# REQUIRED TASK:
Extract the full listing below without altering a single character.

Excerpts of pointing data
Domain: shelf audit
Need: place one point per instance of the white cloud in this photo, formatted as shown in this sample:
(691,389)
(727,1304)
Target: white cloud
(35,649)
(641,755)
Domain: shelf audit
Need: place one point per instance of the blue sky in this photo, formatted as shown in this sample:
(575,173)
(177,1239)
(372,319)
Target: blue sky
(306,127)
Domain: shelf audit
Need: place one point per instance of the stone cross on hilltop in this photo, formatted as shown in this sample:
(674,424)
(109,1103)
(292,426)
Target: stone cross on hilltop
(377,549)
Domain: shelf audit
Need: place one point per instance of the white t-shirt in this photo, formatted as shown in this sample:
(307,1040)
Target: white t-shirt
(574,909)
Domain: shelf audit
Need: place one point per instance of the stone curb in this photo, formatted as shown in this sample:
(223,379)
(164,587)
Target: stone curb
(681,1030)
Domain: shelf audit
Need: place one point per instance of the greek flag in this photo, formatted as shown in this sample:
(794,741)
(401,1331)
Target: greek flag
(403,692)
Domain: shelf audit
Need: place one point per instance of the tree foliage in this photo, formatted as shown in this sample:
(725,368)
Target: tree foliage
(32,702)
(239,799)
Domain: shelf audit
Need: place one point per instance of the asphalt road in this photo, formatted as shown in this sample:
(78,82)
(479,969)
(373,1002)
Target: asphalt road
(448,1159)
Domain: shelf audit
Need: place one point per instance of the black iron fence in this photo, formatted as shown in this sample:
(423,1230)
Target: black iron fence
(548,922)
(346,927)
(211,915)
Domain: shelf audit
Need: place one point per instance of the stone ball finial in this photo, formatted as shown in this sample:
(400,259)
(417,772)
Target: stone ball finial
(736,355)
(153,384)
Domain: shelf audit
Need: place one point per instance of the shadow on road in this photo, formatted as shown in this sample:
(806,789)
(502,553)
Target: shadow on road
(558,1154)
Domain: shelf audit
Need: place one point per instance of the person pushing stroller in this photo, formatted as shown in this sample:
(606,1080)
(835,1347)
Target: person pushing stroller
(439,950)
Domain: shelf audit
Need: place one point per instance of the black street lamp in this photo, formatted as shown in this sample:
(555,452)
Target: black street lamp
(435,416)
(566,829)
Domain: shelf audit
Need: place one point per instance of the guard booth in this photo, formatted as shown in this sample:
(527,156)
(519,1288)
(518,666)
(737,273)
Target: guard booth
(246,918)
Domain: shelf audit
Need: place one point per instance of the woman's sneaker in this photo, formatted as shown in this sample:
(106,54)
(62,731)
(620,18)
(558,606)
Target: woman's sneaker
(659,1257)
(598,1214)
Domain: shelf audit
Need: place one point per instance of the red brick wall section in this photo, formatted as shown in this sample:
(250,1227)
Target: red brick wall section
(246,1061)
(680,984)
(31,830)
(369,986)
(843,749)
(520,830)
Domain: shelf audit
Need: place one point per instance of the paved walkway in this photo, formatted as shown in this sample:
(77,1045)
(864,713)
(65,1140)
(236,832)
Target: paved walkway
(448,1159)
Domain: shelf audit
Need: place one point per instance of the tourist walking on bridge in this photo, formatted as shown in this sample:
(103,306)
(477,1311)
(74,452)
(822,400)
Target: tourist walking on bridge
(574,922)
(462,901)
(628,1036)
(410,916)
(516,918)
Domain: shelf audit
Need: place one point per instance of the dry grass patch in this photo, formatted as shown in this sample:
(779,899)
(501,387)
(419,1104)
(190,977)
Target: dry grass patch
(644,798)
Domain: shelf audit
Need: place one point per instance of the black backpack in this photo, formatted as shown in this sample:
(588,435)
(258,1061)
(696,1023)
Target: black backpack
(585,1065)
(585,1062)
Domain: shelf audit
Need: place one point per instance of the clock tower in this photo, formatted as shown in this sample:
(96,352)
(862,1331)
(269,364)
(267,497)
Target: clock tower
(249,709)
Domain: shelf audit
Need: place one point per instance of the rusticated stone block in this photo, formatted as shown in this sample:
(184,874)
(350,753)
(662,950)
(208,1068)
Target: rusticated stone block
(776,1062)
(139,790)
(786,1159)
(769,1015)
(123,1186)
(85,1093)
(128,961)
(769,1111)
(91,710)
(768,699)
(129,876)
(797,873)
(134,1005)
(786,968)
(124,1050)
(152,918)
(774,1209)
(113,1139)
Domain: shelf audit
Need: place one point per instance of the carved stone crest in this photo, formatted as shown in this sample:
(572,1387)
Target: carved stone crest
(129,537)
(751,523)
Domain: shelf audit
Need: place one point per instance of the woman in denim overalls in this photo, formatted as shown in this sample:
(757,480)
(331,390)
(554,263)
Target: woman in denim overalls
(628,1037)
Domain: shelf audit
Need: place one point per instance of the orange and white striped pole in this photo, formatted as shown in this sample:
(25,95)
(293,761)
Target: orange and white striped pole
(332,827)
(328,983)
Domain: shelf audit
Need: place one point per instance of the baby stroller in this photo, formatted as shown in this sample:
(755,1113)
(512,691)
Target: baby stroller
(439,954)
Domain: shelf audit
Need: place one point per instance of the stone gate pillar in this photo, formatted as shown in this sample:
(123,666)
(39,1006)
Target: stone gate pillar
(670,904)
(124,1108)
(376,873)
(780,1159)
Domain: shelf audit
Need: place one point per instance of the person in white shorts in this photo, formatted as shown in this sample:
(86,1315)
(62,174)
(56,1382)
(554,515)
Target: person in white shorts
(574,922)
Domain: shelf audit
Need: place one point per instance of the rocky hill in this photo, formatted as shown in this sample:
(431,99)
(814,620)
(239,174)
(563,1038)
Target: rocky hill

# TASK ANSWER:
Domain: shelf audit
Need: place one point per instance of the white cloud in this photo, formatted as shown in this sample:
(691,389)
(727,1304)
Target: white cloud
(35,649)
(641,755)
Domain: shelf audit
Need: place one point per instance of the blue sky in this photo, formatted as shown in this sample:
(575,173)
(177,1239)
(372,319)
Target: blue sky
(306,127)
Domain: shelf audit
Need: place one point per instance of the stone cross on hilltop in this photo, formatted as shown in this sample:
(674,424)
(109,1103)
(292,426)
Target: stone cross on hilltop
(377,549)
Domain: shelf audit
Need: place one point per instance of the white t-shirt in this photo, formatted as shown in this sample:
(307,1040)
Target: white t-shirt
(574,909)
Domain: shelf audit
Need: place one point per instance of the stone curb in this photo, formatted as shown in this sample:
(223,379)
(164,587)
Target: stone curb
(681,1030)
Domain: shelf audit
Need: place one point per instance of the greek flag in this photo, formatted as shown in this sample:
(794,741)
(401,1331)
Target: greek flag
(403,692)
Domain: shelf audit
Need: place one point per instance of the tree foliage in this photo, formatted as shown in this sample:
(725,368)
Target: tree foliage
(32,702)
(239,799)
Domain: shelf audit
Need: place one point per instance of the asphalt road in this photo, formatted as shown in this sample:
(78,82)
(479,969)
(373,1002)
Target: asphalt road
(448,1159)
Domain: shelf audit
Need: place one point per instance of the black iron fence in this photo, formatted as shown in this sample:
(423,1230)
Target: black iron fence
(548,922)
(346,927)
(211,915)
Domain: shelf audit
Need: place one point per instance of the stone ball finial in this photo, formatted as shown in this sample:
(400,259)
(417,772)
Target: stone ball finial
(736,355)
(153,384)
Domain: shelf audit
Need: place one point per instance of the shadow on road in this photo, formatted as shown in this sample:
(806,789)
(502,553)
Target: shadow on road
(558,1154)
Domain: shelf audit
Need: place one point per instance of the person pushing stroller in this photo, formatted as shown in this sample:
(606,1080)
(835,1347)
Target: person pushing stroller
(439,950)
Domain: shelf audit
Need: place one point per instance of the black street lamp in this photo, formatted as shown in this sample:
(555,452)
Target: black street lamp
(435,416)
(566,829)
Domain: shelf audit
Need: place one point per instance of the guard booth in this photo, formatted as shown in this sample:
(527,156)
(519,1288)
(518,666)
(737,273)
Target: guard booth
(246,918)
Domain: shelf audit
Need: place one point per instance of the woman's sneaker in this photo, formatted as shown in this sample:
(106,54)
(62,731)
(620,18)
(558,606)
Target: woman's sneaker
(659,1257)
(598,1214)
Domain: shelf audit
Need: place one point per instance of the red brick wall section in this photo, formatted as shown in this sample:
(250,1227)
Target: red brick wall section
(246,1061)
(680,984)
(31,830)
(369,986)
(843,749)
(520,830)
Domain: shelf audit
Need: place one point per instance of the paved walkway in this photo, formatted as shown in this sample:
(77,1045)
(864,713)
(65,1140)
(236,832)
Target: paved walkway
(448,1159)
Domain: shelf audit
Need: place one point per instance of the tourist walking on bridge in this photo, formatted as shown in this sample:
(103,306)
(477,1311)
(74,452)
(822,400)
Target: tourist walking on bridge
(574,922)
(462,901)
(628,1036)
(410,916)
(516,918)
Domain: shelf audit
Need: place one point per instance of the dry grass patch in this photo, formatted as shown in this sample:
(779,899)
(501,387)
(419,1104)
(190,977)
Target: dry grass patch
(644,798)
Domain: shelf audit
Need: place one point per instance of the black backpack in this photo, formatted as shown in this sample:
(588,435)
(258,1061)
(696,1023)
Target: black backpack
(585,1065)
(585,1062)
Domain: shelf audit
Need: place one point per instance of the clock tower in this photo, formatted as shown in this sample:
(96,352)
(862,1331)
(269,364)
(267,497)
Target: clock tower
(249,709)
Domain: shelf audit
Need: place one point per instance of the rusticated stone block in this photo, formatted as shown in this sample:
(184,874)
(350,753)
(662,950)
(208,1068)
Target: rusticated stone block
(776,1062)
(139,790)
(786,1159)
(769,1015)
(123,1186)
(85,1093)
(128,961)
(769,1111)
(91,710)
(768,699)
(129,876)
(797,873)
(134,1005)
(786,968)
(124,1050)
(152,918)
(774,1209)
(113,1139)
Domain: shelf audit
Need: place one point per instance of the carved stone crest in this photo, formatted as shown in this sample:
(572,1387)
Target: carved stone crest
(129,537)
(751,523)
Domain: shelf audit
Need: place one point per instance of the woman in denim overalls in this photo, formatted as shown in this sample:
(757,480)
(331,390)
(554,263)
Target: woman in denim overalls
(628,1037)
Domain: shelf audit
Need: place one point per instance of the orange and white striped pole in this photo, formatted as shown in this sample:
(25,95)
(293,761)
Target: orange and white striped pole
(332,827)
(328,983)
Domain: shelf audit
Need: place one point per instance of the baby stroller in this photo, formatted as shown in this sample:
(755,1113)
(512,691)
Target: baby stroller
(439,954)
Domain: shelf audit
Need: place one point per instance of the stone gate pillar in this photo, formatted as shown in this sample:
(123,666)
(39,1006)
Target: stone gate pillar
(670,904)
(124,1108)
(376,873)
(780,1159)
Domain: shelf audit
Need: place one point per instance of the person in white shorts in this photo, formatted as shown in this sample:
(86,1315)
(62,174)
(56,1382)
(554,515)
Target: person in white shorts
(574,922)
Domain: shelf audit
Need: place one point per instance of the rocky hill in this photo, formatted as shown in this sample:
(431,99)
(814,620)
(239,174)
(563,1038)
Target: rocky hill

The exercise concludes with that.